Sind Sie aktiver Motorradfahrer?

Ich bin in meiner Jugend mit einer LC4 640er Duke gefahren – in Gelb/Schwarz. Ich habe eigentlich versprechen müssen, dass ich nicht mehr fahre. Dann wollte meine 13-jährige Tochter fahren, weil ich mit meinem kleinen Sohn so viel in der Schottergrube war. Also kam die Freeride und ich habe gesagt, so, jetzt muss ich auch wieder fahren. Ich bin mit einer 250er vornehmlich offroad unterwegs. Aber ja, sagen wir mal so, vielleicht, wenn wir uns in zwei Jahren sehen, bin ich dann auch wieder begeisterter Straßenfahrer.

Sie haben China als Produktionsstandort der 790-Modelle, Indien natürlich mit den Einsteigermotorrädern, und es war immer KTM-Credo: Premium ist Mattighofen. Ist das in der neuen Konstellation weiterhin Strategie? Bajaj-Chef Rajiv Bajaj bezeichnete die Produktion in Europa in einem Interview unlängst als tot.

Für mich war das ein provokanter Weckruf an Europa generell. Die Aussage war nicht auf diesen Industriezweig bezogen. Ich kann sagen, dass es ganz klar weiter Ziel bleibt, die Produktion hier in Österreich zu erhalten. Das wird auch von Rahmenbedingungen abhängen, die wir alle nicht beeinflussen können. Aber zum Beispiel die Zweitakt-Offroad-Produktion ist ein so besonderes Produkt, auch was den Markt angeht, bei dem es meines Erachtens keinen Grund gibt, es zu verlagern. Dafür sind auch die Stückzahlen im Verhältnis zum Weltmarkt wirklich homöopathisch gering.

=-=-=-=-=

**Aufgabenstellung 1:** Nennen Sie alle geografischen Eigennamen (Länder, Kontinente, Orte), die im vorliegenden Text vorkommen. Führen Sie jeden nur einmal auf, in der Reihenfolge seines ersten Auftretens.
**Aufgabenstellung 2:** Geben Sie einen Abschnitt des vorliegenden Textes wortgetreu wieder. Setzen Sie bei den Worten „Sie haben China“ ein und hören Sie nach „unlängst als tot.“ auf.

**Gesammelte Daten:**
=-=-=-=-=

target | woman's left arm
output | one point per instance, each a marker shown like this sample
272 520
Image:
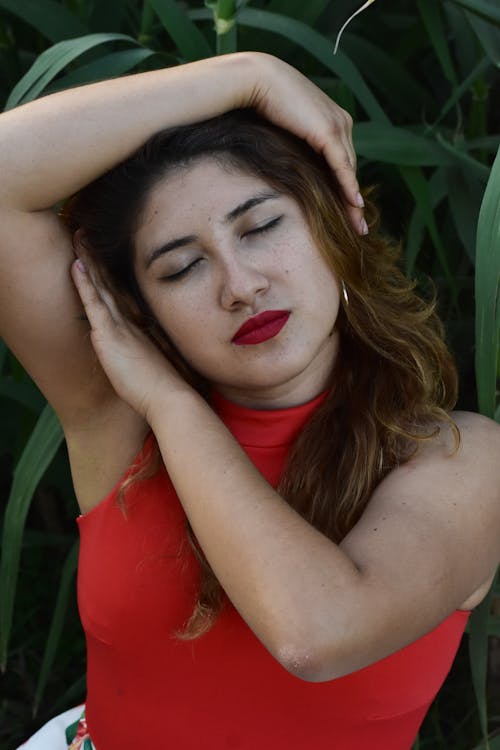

=-=-=-=-=

**Korrekte Ausgabe 1:**
China
Indien
Mattighofen
Europa
Österreich

**Korrekte Ausgabe 2:**
Sie haben China als Produktionsstandort der 790-Modelle, Indien natürlich mit den Einsteigermotorrädern, und es war immer KTM-Credo: Premium ist Mattighofen. Ist das in der neuen Konstellation weiterhin Strategie? Bajaj-Chef Rajiv Bajaj bezeichnete die Produktion in Europa in einem Interview unlängst als tot.